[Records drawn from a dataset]
━━━━━━━━━━━━━━━━
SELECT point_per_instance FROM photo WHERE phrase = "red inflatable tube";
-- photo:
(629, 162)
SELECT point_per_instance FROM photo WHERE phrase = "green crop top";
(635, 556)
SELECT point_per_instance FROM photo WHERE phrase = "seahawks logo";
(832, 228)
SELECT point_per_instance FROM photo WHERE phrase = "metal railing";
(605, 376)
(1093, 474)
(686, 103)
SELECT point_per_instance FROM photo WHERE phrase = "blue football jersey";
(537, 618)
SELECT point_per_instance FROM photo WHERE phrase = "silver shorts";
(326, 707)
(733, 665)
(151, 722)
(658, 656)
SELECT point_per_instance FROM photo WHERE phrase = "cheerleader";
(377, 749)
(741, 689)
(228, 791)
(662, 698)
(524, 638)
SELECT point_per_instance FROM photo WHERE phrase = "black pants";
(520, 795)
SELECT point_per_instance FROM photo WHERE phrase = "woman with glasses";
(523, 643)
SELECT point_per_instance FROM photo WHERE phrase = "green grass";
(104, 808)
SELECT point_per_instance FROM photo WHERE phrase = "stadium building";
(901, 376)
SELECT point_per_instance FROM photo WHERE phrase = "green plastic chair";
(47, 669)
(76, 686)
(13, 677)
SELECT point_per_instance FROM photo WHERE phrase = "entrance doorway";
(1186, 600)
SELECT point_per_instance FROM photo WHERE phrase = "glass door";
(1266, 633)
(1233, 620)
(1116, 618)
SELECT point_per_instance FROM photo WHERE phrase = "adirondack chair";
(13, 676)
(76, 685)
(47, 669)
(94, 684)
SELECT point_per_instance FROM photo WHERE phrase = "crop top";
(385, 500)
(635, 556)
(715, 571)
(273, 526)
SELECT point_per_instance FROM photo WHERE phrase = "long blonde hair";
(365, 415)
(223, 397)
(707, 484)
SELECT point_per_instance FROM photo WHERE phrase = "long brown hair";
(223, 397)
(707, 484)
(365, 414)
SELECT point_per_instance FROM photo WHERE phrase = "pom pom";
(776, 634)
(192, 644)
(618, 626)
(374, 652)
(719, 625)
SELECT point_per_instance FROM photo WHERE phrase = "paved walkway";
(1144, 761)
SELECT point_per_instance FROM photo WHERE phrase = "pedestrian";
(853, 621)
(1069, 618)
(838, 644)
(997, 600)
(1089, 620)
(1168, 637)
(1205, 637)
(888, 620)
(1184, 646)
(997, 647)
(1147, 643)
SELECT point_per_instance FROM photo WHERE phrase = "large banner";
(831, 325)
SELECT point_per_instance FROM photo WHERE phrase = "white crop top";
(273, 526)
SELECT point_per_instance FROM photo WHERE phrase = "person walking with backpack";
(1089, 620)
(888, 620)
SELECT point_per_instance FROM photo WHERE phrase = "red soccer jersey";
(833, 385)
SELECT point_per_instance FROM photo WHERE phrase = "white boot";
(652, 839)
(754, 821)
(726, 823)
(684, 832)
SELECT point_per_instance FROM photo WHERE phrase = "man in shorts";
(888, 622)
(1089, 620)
━━━━━━━━━━━━━━━━
# EXERCISE AIM
Restate the entries above, keeping every word intact.

# REPLY TO THE EXERCISE
SELECT point_per_instance FROM photo WHERE phrase = "red inflatable tube";
-- photo:
(629, 162)
SELECT point_per_instance FROM photo WHERE phrase = "green crop top";
(635, 556)
SELECT point_per_instance FROM photo WHERE phrase = "seahawks logo";
(832, 228)
SELECT point_per_instance FROM photo WHERE phrase = "metal railing";
(605, 376)
(1093, 474)
(686, 103)
SELECT point_per_instance FROM photo WHERE phrase = "blue football jersey";
(537, 618)
SELECT point_per_instance FROM photo WHERE phrase = "silver shorts";
(326, 707)
(733, 665)
(151, 722)
(658, 656)
SELECT point_per_instance FROM photo WHERE phrase = "cheerleader";
(377, 749)
(741, 689)
(228, 791)
(662, 698)
(524, 638)
SELECT point_per_instance FROM photo WHERE phrase = "black pants";
(520, 795)
SELECT point_per_instance FROM photo WHERE phrase = "woman with glasses";
(523, 643)
SELECT point_per_instance FROM photo WHERE phrase = "green grass";
(104, 808)
SELECT point_per_instance FROM photo WHERE phrase = "stadium building";
(901, 376)
SELECT point_per_instance FROM photo WHERE phrase = "green plastic chair";
(47, 669)
(76, 686)
(13, 677)
SELECT point_per_instance FROM photo WHERE phrase = "entrance doorway";
(1186, 600)
SELECT point_per_instance FROM photo WHERE phrase = "glass door";
(1266, 633)
(1233, 620)
(1116, 618)
SELECT point_per_instance FROM photo WHERE phrase = "adirondack chair";
(13, 676)
(76, 685)
(47, 669)
(94, 684)
SELECT point_per_instance FROM photo WHERE phrase = "crop top";
(385, 500)
(635, 556)
(715, 571)
(273, 526)
SELECT point_per_instance FROM photo WHERE phrase = "long blonde hair";
(365, 415)
(223, 397)
(707, 484)
SELECT point_per_instance FROM photo WHERE phrase = "long brown hair";
(223, 397)
(707, 484)
(365, 414)
SELECT point_per_instance FROM photo WHERE phrase = "pom pom";
(776, 634)
(192, 644)
(618, 626)
(374, 652)
(719, 625)
SELECT point_per_instance FROM photo WHERE phrase = "paved walkway";
(1144, 761)
SELECT point_per_instance FROM photo WHERE phrase = "pedestrian";
(853, 621)
(1069, 618)
(838, 644)
(997, 600)
(1089, 620)
(1168, 637)
(1205, 637)
(888, 620)
(1184, 646)
(997, 647)
(1147, 643)
SELECT point_per_instance FROM photo WHERE phrase = "large banner";
(831, 325)
SELECT point_per_instance FROM photo WHERE phrase = "white crop top";
(273, 526)
SELECT point_per_instance FROM photo WHERE phrase = "person walking with backpack";
(1089, 620)
(888, 620)
SELECT point_per_instance FROM photo WHERE phrase = "red soccer jersey";
(833, 385)
SELECT point_per_instance FROM photo WHERE phrase = "white boot";
(652, 839)
(754, 821)
(726, 823)
(684, 832)
SELECT point_per_instance FROM photo WHERE phrase = "man in shorts";
(888, 622)
(1089, 620)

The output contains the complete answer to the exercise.